## Task statement:
Please print, unchanged, the lines of the material from the line with "as in (768,578)." up to and including its final line.

## Listed records:
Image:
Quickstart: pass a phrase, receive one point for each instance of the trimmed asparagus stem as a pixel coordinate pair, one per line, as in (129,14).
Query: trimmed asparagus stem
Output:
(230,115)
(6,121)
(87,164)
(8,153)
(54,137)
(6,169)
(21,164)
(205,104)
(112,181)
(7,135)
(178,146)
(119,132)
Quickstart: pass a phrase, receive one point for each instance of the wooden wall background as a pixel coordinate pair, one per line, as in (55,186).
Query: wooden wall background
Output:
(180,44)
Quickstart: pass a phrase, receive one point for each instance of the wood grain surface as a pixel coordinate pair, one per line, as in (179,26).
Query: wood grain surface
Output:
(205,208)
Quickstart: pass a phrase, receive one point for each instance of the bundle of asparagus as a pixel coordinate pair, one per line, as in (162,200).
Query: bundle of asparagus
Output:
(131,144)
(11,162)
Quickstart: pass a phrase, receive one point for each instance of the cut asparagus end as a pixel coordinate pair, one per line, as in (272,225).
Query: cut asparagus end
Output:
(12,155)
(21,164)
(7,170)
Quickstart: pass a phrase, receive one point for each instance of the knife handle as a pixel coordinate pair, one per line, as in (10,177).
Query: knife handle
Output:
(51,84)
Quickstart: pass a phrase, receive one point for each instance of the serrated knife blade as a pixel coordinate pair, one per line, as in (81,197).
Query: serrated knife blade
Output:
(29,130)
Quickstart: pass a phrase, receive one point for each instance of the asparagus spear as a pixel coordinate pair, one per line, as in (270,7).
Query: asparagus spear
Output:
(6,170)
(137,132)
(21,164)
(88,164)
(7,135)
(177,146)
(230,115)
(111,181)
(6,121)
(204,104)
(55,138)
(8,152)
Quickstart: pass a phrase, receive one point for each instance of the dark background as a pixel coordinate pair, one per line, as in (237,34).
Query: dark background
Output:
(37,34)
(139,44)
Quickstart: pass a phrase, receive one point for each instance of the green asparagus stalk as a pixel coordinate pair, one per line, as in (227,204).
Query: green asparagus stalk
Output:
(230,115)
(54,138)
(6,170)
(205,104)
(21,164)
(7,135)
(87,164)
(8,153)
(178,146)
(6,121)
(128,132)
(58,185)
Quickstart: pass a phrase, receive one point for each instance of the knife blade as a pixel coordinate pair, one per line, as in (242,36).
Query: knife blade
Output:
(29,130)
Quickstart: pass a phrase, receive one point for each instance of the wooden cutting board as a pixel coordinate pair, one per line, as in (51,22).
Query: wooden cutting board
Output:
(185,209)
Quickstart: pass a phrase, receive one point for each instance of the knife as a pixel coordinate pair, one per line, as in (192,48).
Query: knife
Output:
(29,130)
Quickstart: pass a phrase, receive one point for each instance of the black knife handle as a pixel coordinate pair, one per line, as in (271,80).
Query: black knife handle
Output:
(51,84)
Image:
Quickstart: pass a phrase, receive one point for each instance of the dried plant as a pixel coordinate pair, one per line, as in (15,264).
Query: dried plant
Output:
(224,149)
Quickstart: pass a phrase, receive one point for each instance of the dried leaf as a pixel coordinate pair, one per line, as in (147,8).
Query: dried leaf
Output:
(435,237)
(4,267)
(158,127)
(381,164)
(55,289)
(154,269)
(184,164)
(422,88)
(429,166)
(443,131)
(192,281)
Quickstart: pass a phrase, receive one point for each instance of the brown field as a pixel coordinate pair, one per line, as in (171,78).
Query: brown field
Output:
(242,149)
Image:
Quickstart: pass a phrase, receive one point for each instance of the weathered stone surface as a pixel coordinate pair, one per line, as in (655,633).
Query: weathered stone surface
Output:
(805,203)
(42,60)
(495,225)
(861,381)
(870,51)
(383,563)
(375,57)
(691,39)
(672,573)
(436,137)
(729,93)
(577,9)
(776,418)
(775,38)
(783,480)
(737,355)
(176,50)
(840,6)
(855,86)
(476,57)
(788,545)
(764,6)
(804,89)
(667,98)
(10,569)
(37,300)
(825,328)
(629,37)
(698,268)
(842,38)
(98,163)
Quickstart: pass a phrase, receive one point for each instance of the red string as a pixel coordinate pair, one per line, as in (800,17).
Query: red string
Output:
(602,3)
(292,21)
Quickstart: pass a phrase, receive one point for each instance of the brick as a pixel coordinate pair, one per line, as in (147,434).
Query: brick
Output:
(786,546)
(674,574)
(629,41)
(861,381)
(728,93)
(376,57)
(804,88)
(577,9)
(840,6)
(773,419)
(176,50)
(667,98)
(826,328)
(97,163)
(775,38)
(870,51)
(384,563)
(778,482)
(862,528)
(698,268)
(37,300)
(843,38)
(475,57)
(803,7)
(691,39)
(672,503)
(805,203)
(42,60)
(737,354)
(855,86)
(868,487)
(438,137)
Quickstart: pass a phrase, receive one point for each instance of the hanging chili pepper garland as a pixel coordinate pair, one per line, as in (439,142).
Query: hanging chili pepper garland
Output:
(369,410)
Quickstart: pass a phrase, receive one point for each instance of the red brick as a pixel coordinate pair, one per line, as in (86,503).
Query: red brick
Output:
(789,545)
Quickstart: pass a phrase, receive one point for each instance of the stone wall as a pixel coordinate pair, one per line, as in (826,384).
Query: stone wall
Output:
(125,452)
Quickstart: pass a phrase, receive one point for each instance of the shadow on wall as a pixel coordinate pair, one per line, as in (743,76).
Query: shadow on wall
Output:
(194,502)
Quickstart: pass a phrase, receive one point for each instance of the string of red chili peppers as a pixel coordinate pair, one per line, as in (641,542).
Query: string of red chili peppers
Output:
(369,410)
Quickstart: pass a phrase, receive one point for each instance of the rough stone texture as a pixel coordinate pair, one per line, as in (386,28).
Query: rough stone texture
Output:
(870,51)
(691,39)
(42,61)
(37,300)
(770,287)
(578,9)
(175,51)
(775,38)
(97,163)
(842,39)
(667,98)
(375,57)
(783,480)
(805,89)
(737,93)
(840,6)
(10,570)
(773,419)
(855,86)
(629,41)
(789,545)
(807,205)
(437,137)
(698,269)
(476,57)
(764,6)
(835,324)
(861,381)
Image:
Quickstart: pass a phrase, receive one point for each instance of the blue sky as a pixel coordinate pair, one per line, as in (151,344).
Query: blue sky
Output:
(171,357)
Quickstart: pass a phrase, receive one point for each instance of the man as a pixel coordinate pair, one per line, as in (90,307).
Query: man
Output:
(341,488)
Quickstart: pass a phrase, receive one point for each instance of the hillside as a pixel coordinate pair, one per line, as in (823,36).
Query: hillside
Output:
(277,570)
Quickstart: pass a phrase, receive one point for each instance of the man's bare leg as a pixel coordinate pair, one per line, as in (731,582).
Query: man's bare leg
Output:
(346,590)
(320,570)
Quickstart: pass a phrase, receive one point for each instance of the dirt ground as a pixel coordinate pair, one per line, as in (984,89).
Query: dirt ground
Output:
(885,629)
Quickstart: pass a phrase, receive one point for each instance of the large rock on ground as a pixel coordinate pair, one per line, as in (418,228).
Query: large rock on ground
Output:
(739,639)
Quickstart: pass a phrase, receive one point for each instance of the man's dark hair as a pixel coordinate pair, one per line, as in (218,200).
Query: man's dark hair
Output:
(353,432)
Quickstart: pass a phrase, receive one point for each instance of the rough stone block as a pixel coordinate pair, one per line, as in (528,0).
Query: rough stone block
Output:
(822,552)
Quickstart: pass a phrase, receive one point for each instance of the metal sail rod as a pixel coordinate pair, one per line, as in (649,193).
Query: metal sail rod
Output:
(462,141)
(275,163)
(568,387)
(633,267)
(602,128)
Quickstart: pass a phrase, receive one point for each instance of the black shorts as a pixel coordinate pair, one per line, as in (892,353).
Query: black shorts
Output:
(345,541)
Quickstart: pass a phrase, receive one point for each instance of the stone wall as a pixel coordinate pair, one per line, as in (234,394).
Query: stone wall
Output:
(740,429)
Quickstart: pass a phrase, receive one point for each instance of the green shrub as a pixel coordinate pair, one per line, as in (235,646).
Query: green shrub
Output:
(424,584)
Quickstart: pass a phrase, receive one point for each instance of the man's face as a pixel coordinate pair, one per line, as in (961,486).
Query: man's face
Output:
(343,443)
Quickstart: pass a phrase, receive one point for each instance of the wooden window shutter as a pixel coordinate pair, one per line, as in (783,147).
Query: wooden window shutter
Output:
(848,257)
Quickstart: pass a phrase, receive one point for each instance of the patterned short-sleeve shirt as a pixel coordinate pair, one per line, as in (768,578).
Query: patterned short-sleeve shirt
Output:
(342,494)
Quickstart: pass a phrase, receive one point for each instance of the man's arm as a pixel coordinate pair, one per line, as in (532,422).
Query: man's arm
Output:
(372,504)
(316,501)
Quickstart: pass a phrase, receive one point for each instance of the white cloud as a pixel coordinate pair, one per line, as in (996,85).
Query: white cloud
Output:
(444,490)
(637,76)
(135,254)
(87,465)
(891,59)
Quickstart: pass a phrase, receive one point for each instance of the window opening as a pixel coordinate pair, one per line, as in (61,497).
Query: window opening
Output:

## Answer for the task:
Quickstart: pass a phrase, receive one point for each instance of the patterned short-sleeve shirt as a pixel coordinate pair, one per line, as in (768,578).
Query: patterned short-sleeve shirt
Output:
(342,494)
Quickstart: pass a phrase, receive one point for each instance of the man's arm as a pixel coordinate pair, one per line, as in (532,422).
Query: man's arm
Output:
(372,504)
(316,501)
Quickstart: pass a phrase, receive one point for each instance of the white cloud as a pixel coordinate pair, one per line, as in (996,85).
Query: white cloud
Output:
(444,490)
(637,76)
(135,254)
(87,465)
(891,59)
Quickstart: pass a phrase, receive one point for each instance of the window opening as a pixel coordinate pair, one per line, as in (61,497).
Query: window opening
Output:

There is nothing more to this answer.